Given passage ▸
◆ ◆ ◆ ◆
The nearest train station, Penshurst railway station, is located in the village of Chiddingstone Causeway. It is on the line between Tonbridge and Redhill.

There is a primary school, Chiddingstone Church of England School.

There are several nature reserves in the area including:
- Sevenoaks Reserve and Jeffery Harrison Visitor Centre (Operated by Kent Wildlife Trust)
- Visitors Centre and Reserve (Operated by Kent Wildlife Trust)
- Chiddingstone Reserve (Operated by Kent Wildlife Trust)

There is a village shop and accompanying cafe called The Tulip Tree, popular with cyclists at the weekend.

===Film location===
The village was used as a setting in the 1985 Merchant Ivory film A Room with a View, in the scene where Lucy and Cecil take a walk after their engagement party. The High Street is seen from the end nearest to the Castle Inn.

Michael Winner used Chiddingstone in his production of The Wicked Lady.
Terry Jones and the Monty Python team filmed here for Wind in the Willows - Mr Toad's Wild Ride.
Elizabeth R, starring Glenda Jackson was largely made here, as was Gerald Scarfe's Life of Hogarth.

==Notable people==
- Edmund Meade-Waldo (1855–1934), ornithologist and conservationist, died in Chiddingstone.
◆ ◆ ◆ ◆
Extracted records ▸
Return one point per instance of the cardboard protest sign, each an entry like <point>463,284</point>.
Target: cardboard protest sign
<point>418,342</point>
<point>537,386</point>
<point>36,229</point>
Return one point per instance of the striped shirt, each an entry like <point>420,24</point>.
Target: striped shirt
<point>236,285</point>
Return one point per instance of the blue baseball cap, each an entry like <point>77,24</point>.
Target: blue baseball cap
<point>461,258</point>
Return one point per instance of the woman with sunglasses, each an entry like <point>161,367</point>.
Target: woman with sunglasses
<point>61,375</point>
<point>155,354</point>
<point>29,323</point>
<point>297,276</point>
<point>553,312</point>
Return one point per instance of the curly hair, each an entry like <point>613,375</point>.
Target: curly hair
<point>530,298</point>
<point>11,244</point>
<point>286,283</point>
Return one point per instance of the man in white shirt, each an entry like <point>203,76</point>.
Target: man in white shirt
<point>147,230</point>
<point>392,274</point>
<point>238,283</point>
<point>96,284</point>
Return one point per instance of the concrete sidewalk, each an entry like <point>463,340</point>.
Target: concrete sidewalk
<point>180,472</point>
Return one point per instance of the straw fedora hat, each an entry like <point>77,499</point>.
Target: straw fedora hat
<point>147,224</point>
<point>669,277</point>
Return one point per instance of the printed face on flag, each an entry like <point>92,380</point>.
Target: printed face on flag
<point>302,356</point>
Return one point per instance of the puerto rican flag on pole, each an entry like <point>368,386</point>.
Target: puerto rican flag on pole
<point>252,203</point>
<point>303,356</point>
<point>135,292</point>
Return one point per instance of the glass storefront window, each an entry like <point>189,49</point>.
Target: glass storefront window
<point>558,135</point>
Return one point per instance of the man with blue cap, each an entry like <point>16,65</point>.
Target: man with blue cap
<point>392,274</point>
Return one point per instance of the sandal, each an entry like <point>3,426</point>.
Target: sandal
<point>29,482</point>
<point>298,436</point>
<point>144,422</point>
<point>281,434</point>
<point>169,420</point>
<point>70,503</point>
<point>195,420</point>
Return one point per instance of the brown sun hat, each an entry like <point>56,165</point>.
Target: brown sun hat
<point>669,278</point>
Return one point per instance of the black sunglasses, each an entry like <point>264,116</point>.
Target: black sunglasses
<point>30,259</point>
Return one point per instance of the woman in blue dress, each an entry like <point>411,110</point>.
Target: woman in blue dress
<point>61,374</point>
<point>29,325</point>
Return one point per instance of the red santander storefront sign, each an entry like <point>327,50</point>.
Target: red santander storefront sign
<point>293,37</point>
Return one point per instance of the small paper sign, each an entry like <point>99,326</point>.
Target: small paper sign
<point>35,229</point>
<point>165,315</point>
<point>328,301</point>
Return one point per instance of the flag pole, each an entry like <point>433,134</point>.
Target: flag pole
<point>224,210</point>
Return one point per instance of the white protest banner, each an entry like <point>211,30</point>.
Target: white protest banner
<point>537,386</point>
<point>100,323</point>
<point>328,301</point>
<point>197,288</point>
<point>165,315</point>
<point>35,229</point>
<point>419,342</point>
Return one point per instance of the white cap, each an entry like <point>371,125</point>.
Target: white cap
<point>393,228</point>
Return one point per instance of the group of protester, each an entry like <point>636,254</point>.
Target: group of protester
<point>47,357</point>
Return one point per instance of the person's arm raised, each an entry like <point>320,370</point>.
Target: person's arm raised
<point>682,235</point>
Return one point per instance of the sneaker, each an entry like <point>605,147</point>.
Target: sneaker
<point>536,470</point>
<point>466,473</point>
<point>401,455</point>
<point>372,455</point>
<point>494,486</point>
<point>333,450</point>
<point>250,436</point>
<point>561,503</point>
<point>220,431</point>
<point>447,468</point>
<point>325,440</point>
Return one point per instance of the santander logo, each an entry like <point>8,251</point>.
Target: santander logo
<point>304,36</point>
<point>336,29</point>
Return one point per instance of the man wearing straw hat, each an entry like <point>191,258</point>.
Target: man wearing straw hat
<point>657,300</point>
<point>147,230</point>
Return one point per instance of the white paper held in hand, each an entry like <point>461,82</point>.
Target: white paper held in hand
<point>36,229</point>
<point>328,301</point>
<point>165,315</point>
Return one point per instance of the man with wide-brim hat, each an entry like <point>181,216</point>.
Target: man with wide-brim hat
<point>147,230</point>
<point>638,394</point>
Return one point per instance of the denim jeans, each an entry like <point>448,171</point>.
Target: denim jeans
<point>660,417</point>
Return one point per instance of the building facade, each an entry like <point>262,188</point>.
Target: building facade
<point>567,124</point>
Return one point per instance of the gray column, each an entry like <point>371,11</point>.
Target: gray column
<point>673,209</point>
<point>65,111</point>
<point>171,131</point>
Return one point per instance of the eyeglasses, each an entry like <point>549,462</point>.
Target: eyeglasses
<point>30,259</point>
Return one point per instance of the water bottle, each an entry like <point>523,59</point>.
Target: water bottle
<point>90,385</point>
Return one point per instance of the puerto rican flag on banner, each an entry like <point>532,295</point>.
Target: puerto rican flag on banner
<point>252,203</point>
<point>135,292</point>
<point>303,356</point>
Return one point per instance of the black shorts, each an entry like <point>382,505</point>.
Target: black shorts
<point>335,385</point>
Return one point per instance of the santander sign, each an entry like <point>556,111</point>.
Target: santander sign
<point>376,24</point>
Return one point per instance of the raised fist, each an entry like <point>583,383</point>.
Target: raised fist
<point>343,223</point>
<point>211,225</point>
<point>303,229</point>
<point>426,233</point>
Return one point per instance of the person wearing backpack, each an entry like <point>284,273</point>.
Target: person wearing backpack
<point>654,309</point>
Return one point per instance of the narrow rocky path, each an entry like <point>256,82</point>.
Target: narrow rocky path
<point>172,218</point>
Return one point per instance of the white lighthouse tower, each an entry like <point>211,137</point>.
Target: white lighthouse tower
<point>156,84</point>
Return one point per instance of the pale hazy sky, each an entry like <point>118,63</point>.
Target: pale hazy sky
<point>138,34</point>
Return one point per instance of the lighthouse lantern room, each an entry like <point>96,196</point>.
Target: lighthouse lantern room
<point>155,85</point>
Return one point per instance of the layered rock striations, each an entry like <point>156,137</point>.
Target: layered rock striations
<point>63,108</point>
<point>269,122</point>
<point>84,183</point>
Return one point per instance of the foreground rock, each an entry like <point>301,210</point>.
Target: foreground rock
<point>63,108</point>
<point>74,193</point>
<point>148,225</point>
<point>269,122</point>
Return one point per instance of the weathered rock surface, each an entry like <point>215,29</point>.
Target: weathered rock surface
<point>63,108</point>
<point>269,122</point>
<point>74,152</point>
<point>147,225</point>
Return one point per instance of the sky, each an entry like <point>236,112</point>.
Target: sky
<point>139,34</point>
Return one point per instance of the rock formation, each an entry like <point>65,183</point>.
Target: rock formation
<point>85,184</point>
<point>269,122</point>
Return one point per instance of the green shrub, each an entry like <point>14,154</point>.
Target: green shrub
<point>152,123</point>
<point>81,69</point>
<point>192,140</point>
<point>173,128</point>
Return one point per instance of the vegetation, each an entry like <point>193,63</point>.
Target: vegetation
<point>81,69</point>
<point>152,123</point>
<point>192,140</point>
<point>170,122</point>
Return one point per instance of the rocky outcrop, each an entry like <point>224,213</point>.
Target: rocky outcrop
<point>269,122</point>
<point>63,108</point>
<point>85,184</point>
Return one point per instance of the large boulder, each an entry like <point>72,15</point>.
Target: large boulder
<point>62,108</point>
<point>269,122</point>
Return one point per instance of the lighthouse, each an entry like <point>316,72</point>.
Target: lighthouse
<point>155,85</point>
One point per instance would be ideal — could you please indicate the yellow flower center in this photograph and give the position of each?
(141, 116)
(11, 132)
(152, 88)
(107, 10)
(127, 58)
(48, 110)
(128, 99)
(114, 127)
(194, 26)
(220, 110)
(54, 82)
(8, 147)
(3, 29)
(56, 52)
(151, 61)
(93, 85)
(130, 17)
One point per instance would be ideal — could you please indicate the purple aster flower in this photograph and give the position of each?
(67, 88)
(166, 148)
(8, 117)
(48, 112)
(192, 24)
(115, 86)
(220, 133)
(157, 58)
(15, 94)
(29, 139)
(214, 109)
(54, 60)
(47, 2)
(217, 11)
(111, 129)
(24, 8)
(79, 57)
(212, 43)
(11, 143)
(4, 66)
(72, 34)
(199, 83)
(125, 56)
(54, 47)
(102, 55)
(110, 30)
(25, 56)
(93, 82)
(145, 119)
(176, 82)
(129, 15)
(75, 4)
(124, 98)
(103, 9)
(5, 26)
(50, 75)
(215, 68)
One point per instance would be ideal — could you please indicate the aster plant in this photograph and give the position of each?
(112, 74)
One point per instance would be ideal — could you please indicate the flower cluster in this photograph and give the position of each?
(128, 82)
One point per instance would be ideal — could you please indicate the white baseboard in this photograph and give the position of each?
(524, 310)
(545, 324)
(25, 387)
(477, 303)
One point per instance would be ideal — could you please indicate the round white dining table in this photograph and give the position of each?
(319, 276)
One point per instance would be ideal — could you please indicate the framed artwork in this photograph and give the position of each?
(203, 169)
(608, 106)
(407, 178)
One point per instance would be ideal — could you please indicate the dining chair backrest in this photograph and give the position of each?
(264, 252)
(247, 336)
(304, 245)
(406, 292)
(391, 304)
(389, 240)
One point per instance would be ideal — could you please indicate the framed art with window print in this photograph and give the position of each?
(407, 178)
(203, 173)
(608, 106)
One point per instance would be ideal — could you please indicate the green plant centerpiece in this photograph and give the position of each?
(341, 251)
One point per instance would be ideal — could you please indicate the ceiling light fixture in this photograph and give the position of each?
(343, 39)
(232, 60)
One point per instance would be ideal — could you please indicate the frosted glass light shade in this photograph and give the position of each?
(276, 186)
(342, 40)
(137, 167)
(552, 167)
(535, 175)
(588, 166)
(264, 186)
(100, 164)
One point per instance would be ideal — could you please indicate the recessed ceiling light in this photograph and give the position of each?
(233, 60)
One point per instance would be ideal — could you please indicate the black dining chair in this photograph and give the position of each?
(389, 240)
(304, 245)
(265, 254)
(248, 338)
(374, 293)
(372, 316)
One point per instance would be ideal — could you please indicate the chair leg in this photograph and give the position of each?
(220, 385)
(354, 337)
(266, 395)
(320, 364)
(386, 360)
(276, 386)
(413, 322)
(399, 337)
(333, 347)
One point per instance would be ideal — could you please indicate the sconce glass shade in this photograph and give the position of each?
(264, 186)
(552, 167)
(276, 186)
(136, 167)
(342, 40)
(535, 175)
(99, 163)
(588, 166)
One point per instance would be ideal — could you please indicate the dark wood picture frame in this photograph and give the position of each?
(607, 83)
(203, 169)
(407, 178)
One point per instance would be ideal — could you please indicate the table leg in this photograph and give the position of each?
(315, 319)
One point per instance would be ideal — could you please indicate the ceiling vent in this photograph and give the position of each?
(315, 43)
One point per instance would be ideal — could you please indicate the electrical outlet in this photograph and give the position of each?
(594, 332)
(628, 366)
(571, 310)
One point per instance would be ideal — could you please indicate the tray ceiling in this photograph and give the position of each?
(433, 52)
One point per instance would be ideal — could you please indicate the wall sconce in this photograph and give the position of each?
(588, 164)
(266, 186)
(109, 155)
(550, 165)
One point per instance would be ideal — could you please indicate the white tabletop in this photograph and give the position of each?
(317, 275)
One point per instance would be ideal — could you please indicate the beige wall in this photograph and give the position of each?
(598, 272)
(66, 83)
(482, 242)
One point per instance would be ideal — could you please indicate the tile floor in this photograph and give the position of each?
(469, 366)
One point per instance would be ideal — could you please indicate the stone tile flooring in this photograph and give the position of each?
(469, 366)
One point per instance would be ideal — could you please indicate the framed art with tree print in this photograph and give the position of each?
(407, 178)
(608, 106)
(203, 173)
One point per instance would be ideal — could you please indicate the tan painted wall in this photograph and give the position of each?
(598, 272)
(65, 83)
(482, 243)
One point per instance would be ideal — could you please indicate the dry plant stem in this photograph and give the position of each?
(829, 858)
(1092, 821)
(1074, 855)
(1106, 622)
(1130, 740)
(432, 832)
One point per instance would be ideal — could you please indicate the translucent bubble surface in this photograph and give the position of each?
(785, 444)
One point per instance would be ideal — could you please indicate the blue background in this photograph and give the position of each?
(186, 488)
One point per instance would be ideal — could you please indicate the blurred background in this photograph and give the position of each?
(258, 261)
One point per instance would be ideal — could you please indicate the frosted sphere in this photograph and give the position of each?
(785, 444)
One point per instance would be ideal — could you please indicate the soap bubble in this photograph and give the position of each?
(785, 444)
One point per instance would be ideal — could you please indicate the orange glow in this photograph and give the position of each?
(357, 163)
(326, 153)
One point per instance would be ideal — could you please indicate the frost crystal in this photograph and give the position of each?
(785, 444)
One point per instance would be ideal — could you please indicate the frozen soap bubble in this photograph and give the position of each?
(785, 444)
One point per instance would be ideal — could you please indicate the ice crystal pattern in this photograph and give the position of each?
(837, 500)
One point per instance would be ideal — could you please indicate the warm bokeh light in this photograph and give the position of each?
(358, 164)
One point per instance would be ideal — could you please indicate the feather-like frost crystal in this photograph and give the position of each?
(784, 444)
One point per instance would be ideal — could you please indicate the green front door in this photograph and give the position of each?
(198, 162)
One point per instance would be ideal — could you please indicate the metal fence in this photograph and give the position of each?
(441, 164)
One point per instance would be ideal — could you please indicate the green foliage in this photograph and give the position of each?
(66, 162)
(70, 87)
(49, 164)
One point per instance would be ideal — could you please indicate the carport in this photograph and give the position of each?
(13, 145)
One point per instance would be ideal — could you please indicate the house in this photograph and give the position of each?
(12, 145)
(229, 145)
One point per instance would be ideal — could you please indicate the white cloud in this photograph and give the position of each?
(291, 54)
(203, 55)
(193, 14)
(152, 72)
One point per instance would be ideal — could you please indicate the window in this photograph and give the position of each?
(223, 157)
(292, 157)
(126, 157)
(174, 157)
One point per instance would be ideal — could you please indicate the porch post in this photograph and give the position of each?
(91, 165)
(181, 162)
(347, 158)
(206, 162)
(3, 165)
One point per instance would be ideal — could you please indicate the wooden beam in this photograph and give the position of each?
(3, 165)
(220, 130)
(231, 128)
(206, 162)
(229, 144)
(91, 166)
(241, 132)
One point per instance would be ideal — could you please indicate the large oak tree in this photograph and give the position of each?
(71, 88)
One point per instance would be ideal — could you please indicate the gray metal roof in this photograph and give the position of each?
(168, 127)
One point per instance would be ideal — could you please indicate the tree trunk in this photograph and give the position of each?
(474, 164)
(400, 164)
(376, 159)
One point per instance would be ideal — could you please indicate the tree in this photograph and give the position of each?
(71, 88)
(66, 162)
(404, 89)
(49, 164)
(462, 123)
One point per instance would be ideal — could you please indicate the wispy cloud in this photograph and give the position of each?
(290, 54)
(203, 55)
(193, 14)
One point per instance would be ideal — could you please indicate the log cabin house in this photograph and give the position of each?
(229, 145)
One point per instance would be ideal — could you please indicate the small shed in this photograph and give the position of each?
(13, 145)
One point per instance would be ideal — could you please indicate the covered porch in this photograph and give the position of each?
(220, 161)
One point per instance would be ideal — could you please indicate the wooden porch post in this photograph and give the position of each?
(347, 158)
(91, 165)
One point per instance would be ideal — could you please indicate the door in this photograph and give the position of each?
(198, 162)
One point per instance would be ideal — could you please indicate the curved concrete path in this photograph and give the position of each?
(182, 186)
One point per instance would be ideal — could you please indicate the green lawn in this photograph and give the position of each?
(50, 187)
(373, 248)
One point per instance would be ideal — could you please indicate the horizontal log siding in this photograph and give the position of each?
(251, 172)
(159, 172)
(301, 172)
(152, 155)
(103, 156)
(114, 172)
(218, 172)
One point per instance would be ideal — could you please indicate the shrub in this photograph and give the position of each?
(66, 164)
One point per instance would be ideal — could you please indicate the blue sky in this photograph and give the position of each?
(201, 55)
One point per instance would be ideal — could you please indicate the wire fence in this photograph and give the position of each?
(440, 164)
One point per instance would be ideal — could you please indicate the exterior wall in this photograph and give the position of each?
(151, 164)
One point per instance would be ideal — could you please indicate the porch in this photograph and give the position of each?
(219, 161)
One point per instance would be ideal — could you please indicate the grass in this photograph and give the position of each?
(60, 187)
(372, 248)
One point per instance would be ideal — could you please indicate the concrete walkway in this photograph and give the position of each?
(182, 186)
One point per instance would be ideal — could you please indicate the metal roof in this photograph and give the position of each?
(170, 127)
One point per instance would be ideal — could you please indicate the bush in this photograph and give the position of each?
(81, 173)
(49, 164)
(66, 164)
◆ ◆ ◆ ◆
Tasks for this exercise ▸
**A)** According to the Chiddingstone passage, which two places does the railway line through Penshurst station run between?
**B)** Copy everything in the Chiddingstone passage from "There are several" down to "Life of Hogarth.".

List of solutions ▸
**A)** Tonbridge and Redhill.

**B)**
There are several nature reserves in the area including:
- Sevenoaks Reserve and Jeffery Harrison Visitor Centre (Operated by Kent Wildlife Trust)
- Visitors Centre and Reserve (Operated by Kent Wildlife Trust)
- Chiddingstone Reserve (Operated by Kent Wildlife Trust)

There is a village shop and accompanying cafe called The Tulip Tree, popular with cyclists at the weekend.

===Film location===
The village was used as a setting in the 1985 Merchant Ivory film A Room with a View, in the scene where Lucy and Cecil take a walk after their engagement party. The High Street is seen from the end nearest to the Castle Inn.

Michael Winner used Chiddingstone in his production of The Wicked Lady.
Terry Jones and the Monty Python team filmed here for Wind in the Willows - Mr Toad's Wild Ride.
Elizabeth R, starring Glenda Jackson was largely made here, as was Gerald Scarfe's Life of Hogarth.